Copy out the listing exactly.

== == ==

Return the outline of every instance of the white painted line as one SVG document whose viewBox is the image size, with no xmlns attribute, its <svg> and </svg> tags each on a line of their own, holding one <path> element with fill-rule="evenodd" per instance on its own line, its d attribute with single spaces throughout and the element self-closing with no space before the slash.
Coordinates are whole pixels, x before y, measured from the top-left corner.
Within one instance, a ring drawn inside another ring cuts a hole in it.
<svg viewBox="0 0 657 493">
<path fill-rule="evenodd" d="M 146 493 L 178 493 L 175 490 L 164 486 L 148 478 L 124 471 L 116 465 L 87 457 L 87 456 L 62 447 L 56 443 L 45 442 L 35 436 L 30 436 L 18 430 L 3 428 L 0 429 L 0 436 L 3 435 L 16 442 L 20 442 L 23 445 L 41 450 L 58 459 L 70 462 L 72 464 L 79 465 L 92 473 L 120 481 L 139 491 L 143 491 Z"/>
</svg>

== == ==

__EXERCISE ANSWER__
Return the outline of every instance of the white painted line as one SVG document whose viewBox is the image size, with no xmlns attribute, its <svg> and </svg> tags each on a line of their own, holding one <path> element with fill-rule="evenodd" per instance on its own line, its d attribute with single spaces throughout and the element self-closing with no space before the slash.
Coordinates are whole pixels, x before y, measured from the top-left corner.
Within one instance, a ring drawn inside another ring cuts a hole in it.
<svg viewBox="0 0 657 493">
<path fill-rule="evenodd" d="M 146 493 L 178 493 L 175 490 L 164 486 L 148 478 L 124 471 L 116 465 L 87 457 L 87 456 L 62 447 L 56 443 L 45 442 L 35 436 L 30 436 L 18 430 L 3 428 L 0 429 L 0 436 L 3 435 L 16 442 L 20 442 L 23 445 L 41 450 L 58 459 L 70 462 L 72 464 L 79 465 L 92 473 L 120 481 L 139 491 L 143 491 Z"/>
</svg>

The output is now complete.